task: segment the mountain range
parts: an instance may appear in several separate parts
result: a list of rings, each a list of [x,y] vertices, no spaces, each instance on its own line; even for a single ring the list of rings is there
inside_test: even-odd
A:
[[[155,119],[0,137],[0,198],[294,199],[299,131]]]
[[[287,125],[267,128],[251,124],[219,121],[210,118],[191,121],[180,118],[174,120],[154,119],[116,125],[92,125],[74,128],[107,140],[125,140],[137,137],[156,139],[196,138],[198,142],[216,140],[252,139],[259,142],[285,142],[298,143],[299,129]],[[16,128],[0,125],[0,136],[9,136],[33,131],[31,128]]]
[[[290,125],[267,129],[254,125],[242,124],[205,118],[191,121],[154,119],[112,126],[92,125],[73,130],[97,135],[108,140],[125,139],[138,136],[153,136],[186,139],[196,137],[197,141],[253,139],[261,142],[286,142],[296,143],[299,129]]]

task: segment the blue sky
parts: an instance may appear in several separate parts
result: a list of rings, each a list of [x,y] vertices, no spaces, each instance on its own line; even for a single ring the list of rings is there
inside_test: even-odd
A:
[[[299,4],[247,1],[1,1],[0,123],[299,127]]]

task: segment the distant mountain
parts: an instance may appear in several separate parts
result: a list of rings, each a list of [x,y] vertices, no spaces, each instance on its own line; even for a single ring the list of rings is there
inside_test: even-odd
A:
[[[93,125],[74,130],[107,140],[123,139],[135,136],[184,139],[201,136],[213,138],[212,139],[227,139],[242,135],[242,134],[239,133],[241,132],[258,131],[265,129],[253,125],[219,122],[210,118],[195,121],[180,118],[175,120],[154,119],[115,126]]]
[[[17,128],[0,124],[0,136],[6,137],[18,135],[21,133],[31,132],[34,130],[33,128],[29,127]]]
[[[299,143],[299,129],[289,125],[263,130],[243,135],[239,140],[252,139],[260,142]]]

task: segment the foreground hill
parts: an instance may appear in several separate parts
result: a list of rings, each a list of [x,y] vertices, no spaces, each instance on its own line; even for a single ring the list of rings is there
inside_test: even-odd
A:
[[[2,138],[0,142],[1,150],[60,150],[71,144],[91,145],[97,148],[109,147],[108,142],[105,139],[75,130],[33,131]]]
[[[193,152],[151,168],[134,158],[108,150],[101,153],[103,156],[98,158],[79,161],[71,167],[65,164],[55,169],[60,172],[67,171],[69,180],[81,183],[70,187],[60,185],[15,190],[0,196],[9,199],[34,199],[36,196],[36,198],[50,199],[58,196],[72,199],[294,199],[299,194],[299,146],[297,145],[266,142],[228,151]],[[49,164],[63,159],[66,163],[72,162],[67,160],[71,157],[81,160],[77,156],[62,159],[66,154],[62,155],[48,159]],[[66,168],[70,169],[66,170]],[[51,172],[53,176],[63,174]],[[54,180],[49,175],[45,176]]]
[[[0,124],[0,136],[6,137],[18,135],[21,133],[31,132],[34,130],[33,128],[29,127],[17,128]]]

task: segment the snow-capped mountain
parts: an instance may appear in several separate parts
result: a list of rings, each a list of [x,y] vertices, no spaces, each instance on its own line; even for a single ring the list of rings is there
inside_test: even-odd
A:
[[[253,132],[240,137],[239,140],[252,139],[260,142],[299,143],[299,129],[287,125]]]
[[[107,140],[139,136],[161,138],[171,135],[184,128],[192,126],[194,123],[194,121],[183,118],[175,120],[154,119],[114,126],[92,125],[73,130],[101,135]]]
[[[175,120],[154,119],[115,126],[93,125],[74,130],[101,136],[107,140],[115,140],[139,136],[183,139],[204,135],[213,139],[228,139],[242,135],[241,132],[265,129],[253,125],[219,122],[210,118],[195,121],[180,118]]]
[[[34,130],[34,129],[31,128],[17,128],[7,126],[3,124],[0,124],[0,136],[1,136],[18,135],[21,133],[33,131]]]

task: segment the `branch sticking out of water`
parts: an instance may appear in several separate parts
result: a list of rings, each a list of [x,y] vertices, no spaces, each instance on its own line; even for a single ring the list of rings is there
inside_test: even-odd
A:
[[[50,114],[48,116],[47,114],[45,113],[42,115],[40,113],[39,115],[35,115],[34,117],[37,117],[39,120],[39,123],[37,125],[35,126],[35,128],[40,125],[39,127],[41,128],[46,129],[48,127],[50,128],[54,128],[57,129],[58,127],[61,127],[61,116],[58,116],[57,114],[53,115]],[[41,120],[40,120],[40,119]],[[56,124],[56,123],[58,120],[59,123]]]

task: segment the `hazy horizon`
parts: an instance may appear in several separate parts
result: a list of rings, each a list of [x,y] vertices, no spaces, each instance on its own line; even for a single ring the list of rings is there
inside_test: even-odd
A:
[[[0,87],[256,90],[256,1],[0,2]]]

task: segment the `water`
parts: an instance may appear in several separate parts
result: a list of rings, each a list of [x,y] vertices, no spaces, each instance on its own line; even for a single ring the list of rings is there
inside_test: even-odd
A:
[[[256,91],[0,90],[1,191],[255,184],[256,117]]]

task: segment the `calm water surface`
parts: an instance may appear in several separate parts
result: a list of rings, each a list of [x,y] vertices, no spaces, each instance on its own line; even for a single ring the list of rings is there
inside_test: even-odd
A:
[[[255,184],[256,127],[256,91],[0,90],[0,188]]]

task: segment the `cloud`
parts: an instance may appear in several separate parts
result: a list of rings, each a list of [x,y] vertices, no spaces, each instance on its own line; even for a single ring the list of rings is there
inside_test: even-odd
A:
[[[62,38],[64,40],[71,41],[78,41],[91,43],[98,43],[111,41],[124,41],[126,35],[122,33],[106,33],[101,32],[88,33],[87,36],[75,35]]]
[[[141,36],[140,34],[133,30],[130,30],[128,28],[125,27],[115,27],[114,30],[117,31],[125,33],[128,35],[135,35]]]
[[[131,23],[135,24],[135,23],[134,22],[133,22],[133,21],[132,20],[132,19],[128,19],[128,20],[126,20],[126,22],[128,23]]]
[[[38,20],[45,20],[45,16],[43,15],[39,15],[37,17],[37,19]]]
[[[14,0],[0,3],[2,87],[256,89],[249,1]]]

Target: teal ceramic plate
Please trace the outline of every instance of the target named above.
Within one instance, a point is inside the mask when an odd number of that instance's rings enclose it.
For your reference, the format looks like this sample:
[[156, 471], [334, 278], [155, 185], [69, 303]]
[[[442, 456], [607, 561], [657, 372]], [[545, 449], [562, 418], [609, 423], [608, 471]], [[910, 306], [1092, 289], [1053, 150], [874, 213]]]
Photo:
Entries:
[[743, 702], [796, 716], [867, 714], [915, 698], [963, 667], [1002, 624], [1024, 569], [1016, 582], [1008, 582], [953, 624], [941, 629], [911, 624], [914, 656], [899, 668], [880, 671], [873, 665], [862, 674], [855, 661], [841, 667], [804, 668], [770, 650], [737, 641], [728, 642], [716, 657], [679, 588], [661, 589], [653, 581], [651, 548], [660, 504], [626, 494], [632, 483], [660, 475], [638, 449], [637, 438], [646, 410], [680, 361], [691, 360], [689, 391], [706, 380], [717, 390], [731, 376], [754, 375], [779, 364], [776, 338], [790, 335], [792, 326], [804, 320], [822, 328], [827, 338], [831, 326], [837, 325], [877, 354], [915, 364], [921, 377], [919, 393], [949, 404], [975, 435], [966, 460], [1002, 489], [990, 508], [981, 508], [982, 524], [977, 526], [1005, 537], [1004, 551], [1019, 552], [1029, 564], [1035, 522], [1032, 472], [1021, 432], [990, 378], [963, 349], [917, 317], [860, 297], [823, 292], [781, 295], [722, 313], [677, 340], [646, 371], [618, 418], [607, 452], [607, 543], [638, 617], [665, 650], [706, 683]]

• WHAT YOU HAVE TO DO: Return the lines of the data above verbatim, starting with the line that contains "Target: teal ceramic plate" and going on through the line that contains "[[156, 471], [334, 278], [155, 185], [69, 303]]".

• RESULT OF THE EXERCISE:
Target: teal ceramic plate
Please trace the outline of every instance of the target named above.
Within one instance, a point is inside the mask when an odd number of that instance's rings enclose it.
For your reference, the format looks like this sample:
[[156, 471], [334, 278], [155, 185], [69, 303]]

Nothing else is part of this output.